◆ Seçilmiş Metin:
━━━

Zeki Demirkubuz’un Yazgı (2001) filmindeki Musa karakterinde ise durum biraz daha farklıdır. O da bu yumruğun ve yumruğun sahibi bedenin gölgesinde yaşamaya çalışır ama bir fark vardır. O bu yumruğu görmezden gelmeye çalışır, ya da kayıtsız kalarak kişisel tepkisini gösterir. Musa annesine inen yumruğu görür ve

yumruğun esintisini hisseder ama bu esinti daha fazla kendisine gelmesin diye annesinin ölü bir vaziyette yattığı odanın ışığını söndürüp, kapısını kapatır. Adeta yumruğu kendi dünyasında karartmaya çalışır.

Ercan Kesal’in öyküsünde ise durum biraz daha ilginçleşir. Yaşlı mezarcı defalarca bu yumruğun rüzgârında kalmıştır. Yumruğun kendi üzerine ineceği gün için hazırlıklıdır. Tabi böyle bir hazırlık yumruğu defalarca hissetmeyi gerektirir. Nasırlaşmış olmayı gerektirir. Ama aynı zamanda meydan da okur, korkmaz yumruktan. Ne bedenden ne de yumruktan korkar yaşlı mezarcı. Bu durum şimdiye kadar sayılanlardan en elem verici olanıdır aslında. Çünkü nasırlaşması için defalarca yumruğun hissedilmesi gerekir. Yukarıda sayılan yumruğa karşı tavır ve tutumlar birbirine benzeseler de küçük farklarla ayrılırlar birbirlerinden. Ama hiçbir tutumdan da sürur doğmaz. Her biri kendince acılarla dolu bir hayat fikri oluşturur.

━━━

◆ Veri Alıntıları:
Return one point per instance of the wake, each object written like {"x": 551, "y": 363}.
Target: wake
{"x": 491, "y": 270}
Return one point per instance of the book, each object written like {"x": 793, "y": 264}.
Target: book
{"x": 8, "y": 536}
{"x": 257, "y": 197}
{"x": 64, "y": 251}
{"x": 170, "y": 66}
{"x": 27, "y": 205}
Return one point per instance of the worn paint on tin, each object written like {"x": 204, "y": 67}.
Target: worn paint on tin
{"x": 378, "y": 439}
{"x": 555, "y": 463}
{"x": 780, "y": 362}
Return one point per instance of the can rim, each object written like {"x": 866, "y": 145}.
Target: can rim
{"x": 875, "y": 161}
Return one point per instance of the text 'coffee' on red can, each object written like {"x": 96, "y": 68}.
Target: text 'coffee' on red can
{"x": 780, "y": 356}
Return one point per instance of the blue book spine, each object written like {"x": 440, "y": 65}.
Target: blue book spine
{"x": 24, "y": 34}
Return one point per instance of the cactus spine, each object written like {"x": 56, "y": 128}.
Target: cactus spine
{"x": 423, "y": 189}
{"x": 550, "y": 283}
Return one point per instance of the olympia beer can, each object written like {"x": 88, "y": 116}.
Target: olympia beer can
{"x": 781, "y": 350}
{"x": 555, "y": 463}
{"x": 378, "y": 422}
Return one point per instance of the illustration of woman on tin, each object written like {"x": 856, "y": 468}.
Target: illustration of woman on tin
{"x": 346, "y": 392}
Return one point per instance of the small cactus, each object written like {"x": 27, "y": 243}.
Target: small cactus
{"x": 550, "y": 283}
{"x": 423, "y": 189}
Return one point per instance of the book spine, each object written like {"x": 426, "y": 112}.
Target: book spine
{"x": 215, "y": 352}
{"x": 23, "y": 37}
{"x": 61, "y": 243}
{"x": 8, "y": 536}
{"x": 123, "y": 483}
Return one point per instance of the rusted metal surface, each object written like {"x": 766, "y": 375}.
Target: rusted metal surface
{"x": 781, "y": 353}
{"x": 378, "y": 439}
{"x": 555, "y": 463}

━━━

◆ Yapılacaklar:
• 1. Seçilmiş metinde geçen bütün özel adları sıralayın.
• 2. Kayıtlarda "surface" dizesini içeren satırları sayın ve yalnızca sayıyı verin.
Kayıtların metinle hiçbir bağlantısı yoktur.

◆ Görevlerin Cevapları:
• 1. Zeki Demirkubuz, Yazgı, Musa, Ercan Kesal

• 2. 2